Innovative Policy and financing instruments for a sustainable energy policy in the European neighbourhood policy by Sigmar Gabriel

Ingrid, Heidemarie, Mr Carl, Mr Mohammed El-Ashry, Ladies and Gentlemen,

We are at a decisive point. The challenges of climate change are great – and they continue to grow. Last week, the IPCC Report again underlined that climate change will result in higher mortality rates, for example due to more heat waves. This is no less a matter than the future of our planet. It must be clear to us all that we can only tackle it together. Either we continue as before and run headlong into disaster, or we face the challenges of the future, the challenges of climate change, and act now.

Europe needs its southern and eastern neighbours. Europe forms a very closely knit energy market with its neighbours. A number of these are exporting or transit countries for oil and gas to Europe. Together we can not only expand the grids and pipelines, but also create a new "pillar" for the energy security of Europe and its neighbours through the targeted expansion of renewable energies, energy-saving and increased efficiency.

Ladies and Gentlemen

This energy conference in the framework of Europe's neighbourhood policy is taking place at a critical moment. It is more and more apparent that an environmentally sound, secure and affordable energy supply is becoming the decisive issue of this century. Why is this so?

Anthropogenic climate change is advancing at a much more rapid pace and is having a much greater impact than previously assumed. Today we can only guess at the consequences, but they will be immense: as much for the Nile Delta as for the water crisis in the Middle East or for European agriculture.  Since the Stern Report, if not before, we have known that non-action will be more expensive than action. The longer we wait and watch, the greater will be the damage. That is why over the next 10 to 15 years we all have to put our strength into changing direction.

Greater climate protection means higher costs which mean a depressed economy - this is the generally accepted view. Wrong! In the long term the expansion of renewable energies and greater efforts to achieve energy saving and efficiency pay off. In Germany we have established a strong economic sector. With over 200,000 jobs and an annual turnover of over 21 billion euro, renewables have long been a driving force for the economy and for business activity.

Climate protection and energy security are therefore economic issues, but also geopolitical and security issues.

At present, energy-related conflicts, for example in the Middle East, but also in Eastern Europe, are becoming even more tense. Access to resources is being secured not only through political but also through military means and exertion of influence.

What are the consequences of this development? Should we walk into this climate and energy disaster with our eyes wide open? Should dykes be built higher and coastal towns moved inland, wars waged over energy supply? No, ladies and gentlemen, that cannot be the answer.

----------------------------------------

EXERCISE INSTRUCTIONS: Reproduce the energy policy speech word for word, starting at "Ingrid, Heidemarie, Mr" and continuing up to and including "and act now.".

----------------------------------------

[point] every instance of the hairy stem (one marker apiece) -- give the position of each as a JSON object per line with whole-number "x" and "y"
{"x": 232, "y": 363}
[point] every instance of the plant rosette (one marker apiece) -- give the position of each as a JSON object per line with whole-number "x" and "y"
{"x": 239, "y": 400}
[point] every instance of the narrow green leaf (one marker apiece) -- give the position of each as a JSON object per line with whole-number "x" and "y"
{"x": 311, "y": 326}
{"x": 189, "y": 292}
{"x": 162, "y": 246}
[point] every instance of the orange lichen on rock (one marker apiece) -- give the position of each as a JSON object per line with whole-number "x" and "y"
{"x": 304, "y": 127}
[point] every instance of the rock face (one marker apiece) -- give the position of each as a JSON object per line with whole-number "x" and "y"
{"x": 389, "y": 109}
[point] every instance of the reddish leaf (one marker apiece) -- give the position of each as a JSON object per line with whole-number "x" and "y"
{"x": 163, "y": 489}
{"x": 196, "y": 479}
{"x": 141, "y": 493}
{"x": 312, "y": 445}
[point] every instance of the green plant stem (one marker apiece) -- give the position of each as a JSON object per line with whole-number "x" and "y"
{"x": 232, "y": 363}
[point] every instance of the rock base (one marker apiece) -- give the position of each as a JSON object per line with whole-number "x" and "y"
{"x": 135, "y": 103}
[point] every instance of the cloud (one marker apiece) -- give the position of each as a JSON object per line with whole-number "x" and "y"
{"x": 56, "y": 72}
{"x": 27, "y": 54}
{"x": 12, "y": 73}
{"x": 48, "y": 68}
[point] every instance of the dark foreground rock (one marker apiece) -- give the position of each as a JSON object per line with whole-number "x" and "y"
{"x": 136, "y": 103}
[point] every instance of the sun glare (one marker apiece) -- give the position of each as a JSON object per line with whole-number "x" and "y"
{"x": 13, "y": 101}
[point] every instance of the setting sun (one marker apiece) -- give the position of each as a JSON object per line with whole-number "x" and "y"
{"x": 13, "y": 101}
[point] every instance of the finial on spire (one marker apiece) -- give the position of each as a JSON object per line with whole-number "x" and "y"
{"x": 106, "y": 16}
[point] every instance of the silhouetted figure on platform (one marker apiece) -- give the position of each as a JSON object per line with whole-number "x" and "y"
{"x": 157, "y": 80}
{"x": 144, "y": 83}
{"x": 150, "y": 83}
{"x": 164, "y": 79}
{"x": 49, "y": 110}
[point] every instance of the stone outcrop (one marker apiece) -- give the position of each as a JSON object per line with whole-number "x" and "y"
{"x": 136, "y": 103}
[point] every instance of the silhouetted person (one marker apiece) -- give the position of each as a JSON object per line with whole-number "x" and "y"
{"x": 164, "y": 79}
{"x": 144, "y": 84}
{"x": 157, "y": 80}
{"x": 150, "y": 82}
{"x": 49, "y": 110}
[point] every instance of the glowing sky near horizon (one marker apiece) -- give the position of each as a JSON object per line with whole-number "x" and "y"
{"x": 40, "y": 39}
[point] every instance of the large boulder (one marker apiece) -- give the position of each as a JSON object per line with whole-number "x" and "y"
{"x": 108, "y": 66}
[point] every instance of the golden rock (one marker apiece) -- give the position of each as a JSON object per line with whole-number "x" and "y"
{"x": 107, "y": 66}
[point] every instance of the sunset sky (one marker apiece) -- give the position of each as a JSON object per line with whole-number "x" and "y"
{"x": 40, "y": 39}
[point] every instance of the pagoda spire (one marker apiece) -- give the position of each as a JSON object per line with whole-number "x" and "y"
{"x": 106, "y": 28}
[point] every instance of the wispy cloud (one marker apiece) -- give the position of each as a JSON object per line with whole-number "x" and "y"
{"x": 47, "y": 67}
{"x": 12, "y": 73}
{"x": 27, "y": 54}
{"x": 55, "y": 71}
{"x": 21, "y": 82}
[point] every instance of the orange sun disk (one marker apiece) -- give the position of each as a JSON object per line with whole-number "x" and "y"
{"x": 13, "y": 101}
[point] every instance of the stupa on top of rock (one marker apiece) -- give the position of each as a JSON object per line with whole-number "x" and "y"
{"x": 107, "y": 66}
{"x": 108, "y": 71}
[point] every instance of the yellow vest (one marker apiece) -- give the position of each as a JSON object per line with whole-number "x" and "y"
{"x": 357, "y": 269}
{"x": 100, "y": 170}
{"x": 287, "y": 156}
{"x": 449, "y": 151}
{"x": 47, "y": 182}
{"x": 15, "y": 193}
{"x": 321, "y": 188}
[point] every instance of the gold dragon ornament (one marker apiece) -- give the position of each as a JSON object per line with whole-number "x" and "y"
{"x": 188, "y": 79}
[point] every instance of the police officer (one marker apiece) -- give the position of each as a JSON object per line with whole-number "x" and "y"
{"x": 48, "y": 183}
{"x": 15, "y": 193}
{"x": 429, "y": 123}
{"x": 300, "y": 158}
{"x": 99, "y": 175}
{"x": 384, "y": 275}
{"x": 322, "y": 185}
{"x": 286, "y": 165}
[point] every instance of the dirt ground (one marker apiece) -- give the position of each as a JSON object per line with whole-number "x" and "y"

----------------------------------------

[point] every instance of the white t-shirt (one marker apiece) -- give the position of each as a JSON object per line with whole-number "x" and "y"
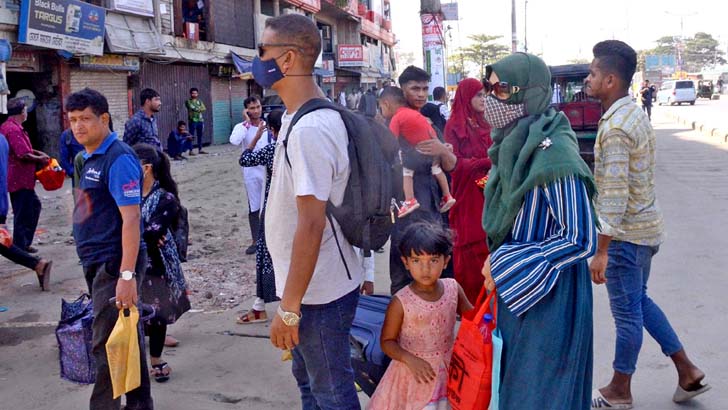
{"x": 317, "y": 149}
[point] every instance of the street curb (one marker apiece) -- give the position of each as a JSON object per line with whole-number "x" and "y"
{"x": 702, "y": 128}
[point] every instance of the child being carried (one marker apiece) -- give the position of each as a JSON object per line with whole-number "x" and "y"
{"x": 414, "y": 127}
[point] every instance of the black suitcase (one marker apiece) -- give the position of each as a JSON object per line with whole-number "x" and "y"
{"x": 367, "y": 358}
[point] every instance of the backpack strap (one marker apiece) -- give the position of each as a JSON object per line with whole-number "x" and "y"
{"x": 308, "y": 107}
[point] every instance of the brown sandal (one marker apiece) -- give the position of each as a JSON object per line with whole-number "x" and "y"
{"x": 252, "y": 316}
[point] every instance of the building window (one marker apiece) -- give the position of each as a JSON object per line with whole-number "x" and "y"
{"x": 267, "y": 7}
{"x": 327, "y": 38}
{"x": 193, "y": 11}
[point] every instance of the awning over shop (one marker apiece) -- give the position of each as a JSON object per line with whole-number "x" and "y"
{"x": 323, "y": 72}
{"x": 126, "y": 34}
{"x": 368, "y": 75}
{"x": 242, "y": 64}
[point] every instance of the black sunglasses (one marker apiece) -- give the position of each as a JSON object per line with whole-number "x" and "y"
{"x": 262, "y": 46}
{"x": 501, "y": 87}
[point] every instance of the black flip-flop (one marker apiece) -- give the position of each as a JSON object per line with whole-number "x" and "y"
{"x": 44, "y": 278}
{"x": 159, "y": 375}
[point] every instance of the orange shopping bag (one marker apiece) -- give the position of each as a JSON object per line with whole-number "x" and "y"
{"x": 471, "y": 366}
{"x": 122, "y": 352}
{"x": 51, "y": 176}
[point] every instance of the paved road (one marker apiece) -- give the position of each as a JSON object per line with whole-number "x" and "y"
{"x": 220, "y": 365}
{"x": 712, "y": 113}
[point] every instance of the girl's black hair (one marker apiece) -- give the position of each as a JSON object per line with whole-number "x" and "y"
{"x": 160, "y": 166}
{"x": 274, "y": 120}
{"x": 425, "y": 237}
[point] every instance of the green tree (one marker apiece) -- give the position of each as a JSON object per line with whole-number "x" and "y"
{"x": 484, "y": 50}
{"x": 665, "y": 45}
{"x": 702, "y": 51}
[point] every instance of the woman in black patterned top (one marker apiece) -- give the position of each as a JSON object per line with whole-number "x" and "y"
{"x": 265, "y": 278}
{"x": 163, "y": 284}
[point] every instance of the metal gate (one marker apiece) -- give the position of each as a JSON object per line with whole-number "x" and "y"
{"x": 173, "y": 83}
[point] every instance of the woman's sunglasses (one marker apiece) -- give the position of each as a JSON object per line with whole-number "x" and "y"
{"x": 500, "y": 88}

----------------------------------------

COMPLETE RESPONSE:
Ingrid, Heidemarie, Mr Carl, Mr Mohammed El-Ashry, Ladies and Gentlemen,

We are at a decisive point. The challenges of climate change are great – and they continue to grow. Last week, the IPCC Report again underlined that climate change will result in higher mortality rates, for example due to more heat waves. This is no less a matter than the future of our planet. It must be clear to us all that we can only tackle it together. Either we continue as before and run headlong into disaster, or we face the challenges of the future, the challenges of climate change, and act now.